■ Description of the task ■
In the entries that follow, count each line containing "countertop" and state the total, nothing more.

★ ★ ★

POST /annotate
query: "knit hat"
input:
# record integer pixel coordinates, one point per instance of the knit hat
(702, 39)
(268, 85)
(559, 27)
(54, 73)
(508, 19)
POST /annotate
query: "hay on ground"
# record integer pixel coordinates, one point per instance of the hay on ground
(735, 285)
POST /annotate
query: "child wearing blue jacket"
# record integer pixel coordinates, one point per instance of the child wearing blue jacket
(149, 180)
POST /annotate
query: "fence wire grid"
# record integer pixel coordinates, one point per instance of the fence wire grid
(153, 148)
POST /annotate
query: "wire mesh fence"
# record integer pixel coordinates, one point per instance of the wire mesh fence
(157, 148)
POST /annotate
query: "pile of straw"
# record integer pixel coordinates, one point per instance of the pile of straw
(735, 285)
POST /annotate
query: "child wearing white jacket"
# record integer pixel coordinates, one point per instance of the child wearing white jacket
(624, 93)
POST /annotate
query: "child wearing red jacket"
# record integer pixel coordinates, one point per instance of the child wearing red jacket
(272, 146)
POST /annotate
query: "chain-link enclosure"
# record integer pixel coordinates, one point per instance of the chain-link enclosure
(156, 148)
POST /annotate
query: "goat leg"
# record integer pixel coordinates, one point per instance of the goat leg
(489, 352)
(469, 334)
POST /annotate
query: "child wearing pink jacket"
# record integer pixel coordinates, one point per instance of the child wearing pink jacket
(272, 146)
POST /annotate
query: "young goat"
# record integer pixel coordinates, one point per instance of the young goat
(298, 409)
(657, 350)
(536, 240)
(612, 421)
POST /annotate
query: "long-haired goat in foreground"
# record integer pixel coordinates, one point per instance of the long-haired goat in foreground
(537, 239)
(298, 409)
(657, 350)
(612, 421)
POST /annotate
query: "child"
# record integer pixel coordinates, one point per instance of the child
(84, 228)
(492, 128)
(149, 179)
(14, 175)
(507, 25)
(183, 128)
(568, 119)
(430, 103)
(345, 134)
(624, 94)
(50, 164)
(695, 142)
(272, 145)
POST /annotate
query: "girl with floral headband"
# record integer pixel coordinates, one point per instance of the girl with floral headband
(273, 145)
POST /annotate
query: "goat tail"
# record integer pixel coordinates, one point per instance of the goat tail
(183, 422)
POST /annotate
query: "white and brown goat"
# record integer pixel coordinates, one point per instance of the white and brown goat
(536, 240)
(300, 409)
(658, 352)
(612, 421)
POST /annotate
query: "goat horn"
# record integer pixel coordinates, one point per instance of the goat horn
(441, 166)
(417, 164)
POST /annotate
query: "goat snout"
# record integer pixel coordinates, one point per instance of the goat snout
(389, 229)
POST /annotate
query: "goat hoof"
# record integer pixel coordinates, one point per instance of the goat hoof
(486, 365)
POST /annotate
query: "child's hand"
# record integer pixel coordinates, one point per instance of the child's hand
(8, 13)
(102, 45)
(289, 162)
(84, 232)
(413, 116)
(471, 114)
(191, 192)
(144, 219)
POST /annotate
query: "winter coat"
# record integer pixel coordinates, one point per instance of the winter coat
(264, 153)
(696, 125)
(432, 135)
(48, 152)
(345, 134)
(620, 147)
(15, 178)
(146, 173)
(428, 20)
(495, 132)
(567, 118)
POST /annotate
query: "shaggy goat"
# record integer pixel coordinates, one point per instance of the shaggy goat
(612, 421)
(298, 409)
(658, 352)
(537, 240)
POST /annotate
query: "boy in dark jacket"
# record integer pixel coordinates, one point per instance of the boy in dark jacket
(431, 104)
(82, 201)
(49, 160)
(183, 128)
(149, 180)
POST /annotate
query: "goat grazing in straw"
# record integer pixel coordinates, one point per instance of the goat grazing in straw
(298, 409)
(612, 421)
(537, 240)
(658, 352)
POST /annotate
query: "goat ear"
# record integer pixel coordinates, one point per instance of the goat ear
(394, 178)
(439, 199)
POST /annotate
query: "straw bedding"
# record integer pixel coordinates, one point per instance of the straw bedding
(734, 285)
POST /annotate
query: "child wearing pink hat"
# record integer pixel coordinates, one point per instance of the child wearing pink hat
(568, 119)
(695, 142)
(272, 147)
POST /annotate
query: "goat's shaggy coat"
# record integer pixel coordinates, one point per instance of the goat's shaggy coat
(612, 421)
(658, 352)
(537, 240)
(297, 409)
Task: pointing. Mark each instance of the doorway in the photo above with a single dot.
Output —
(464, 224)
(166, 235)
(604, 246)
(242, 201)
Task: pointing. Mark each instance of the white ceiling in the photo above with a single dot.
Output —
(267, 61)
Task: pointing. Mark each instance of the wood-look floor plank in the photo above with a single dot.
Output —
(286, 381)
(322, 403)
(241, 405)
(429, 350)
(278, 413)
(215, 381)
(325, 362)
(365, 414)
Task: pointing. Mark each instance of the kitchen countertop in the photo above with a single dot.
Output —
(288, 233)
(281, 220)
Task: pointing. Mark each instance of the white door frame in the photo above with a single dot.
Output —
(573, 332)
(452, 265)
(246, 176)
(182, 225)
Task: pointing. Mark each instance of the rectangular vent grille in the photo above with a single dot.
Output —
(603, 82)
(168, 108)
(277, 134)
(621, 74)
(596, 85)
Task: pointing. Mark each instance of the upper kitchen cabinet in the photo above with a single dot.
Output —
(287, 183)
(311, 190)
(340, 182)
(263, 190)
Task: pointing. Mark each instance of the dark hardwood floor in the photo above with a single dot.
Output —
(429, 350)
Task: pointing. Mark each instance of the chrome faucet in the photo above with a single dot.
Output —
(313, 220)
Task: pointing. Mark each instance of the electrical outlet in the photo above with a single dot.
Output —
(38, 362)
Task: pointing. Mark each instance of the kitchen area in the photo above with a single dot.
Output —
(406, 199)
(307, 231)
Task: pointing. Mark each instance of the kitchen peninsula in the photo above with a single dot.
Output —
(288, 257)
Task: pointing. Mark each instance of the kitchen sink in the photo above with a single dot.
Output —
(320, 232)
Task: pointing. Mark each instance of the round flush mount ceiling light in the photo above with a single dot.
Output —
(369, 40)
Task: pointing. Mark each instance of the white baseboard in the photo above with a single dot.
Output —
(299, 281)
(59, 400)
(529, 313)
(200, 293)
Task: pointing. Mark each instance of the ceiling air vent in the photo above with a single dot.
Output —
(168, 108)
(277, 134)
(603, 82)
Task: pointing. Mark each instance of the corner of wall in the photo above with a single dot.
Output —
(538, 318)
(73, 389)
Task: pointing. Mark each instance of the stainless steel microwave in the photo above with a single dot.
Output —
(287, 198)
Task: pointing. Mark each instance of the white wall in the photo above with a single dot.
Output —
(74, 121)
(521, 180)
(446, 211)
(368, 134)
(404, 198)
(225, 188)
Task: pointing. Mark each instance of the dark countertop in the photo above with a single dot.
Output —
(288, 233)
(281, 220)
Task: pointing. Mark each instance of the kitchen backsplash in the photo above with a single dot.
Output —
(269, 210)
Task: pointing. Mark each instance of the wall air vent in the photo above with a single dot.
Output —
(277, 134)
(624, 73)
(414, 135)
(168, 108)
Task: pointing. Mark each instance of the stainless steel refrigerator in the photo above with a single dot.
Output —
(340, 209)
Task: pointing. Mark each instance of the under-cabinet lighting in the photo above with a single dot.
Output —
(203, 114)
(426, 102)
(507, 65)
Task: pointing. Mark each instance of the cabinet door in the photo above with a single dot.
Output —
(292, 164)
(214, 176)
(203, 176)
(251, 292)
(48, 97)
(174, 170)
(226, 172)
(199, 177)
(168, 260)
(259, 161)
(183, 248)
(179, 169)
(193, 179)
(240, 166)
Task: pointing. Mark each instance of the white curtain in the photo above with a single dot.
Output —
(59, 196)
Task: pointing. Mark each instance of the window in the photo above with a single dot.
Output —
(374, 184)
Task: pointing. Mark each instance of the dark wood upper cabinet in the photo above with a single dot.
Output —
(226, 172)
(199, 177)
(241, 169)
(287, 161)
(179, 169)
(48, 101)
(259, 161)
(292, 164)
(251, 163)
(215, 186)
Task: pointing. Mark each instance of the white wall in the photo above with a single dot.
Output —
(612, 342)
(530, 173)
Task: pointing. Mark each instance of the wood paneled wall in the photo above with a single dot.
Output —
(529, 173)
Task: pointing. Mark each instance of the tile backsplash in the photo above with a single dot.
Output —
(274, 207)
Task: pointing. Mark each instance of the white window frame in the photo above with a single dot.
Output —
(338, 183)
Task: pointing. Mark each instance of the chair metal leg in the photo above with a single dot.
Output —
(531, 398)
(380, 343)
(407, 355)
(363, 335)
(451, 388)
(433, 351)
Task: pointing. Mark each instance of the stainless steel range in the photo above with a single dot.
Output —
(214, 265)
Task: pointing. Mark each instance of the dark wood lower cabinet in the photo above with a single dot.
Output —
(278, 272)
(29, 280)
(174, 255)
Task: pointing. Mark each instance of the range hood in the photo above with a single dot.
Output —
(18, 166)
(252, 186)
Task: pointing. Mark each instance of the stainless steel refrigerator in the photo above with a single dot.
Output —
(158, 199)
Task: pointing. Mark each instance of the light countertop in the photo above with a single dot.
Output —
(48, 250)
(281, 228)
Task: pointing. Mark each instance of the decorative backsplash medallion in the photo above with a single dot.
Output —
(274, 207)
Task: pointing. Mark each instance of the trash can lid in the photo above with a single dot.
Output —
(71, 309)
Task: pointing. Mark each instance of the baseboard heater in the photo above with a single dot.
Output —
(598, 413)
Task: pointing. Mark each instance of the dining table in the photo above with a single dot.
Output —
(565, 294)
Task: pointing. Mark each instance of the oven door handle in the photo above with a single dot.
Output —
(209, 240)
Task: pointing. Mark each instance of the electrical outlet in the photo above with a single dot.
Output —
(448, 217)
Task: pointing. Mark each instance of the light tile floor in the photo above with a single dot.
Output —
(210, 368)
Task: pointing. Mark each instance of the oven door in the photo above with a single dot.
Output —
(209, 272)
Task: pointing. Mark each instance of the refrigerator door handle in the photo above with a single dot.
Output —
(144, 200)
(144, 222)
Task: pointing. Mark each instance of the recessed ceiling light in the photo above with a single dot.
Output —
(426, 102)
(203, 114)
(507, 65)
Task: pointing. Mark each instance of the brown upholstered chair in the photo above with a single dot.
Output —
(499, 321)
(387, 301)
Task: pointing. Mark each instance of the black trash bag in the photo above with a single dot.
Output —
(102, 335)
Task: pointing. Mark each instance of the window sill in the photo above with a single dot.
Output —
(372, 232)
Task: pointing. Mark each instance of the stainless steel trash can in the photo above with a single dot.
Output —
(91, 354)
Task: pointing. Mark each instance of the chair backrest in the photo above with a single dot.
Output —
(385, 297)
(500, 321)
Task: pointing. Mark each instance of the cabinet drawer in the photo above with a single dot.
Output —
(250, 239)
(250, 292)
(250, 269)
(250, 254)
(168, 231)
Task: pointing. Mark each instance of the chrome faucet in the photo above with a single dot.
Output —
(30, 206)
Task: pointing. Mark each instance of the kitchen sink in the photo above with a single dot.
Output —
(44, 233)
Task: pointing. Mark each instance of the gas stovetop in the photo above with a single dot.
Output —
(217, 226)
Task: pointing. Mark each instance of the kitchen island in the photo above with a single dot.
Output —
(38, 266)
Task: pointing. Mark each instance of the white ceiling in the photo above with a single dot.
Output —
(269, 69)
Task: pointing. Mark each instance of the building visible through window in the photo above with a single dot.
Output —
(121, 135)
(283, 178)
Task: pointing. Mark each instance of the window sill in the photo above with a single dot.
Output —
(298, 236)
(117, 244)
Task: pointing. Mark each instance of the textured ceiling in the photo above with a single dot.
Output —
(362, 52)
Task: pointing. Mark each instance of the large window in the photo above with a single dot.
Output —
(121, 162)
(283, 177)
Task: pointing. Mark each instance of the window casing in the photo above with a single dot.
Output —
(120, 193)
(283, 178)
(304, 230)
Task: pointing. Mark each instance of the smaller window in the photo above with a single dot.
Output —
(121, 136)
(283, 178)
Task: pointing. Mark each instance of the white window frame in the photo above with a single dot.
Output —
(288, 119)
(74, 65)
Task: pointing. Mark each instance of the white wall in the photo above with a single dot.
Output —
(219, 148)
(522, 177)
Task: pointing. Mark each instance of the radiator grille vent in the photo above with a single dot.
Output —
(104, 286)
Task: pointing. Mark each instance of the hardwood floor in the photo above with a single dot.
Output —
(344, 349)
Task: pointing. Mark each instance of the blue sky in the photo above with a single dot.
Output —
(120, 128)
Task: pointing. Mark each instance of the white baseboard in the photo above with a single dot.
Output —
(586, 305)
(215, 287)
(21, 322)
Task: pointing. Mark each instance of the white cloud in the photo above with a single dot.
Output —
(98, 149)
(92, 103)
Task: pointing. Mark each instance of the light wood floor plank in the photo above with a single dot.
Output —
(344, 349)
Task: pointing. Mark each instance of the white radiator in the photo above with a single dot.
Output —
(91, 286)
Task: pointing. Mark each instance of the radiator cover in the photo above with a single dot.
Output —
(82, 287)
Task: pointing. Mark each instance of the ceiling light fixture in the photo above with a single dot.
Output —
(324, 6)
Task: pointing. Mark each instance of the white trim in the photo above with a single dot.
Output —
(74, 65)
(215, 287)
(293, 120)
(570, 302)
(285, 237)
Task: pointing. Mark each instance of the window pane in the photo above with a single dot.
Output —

★ ★ ★

■ Solution for this task ■
3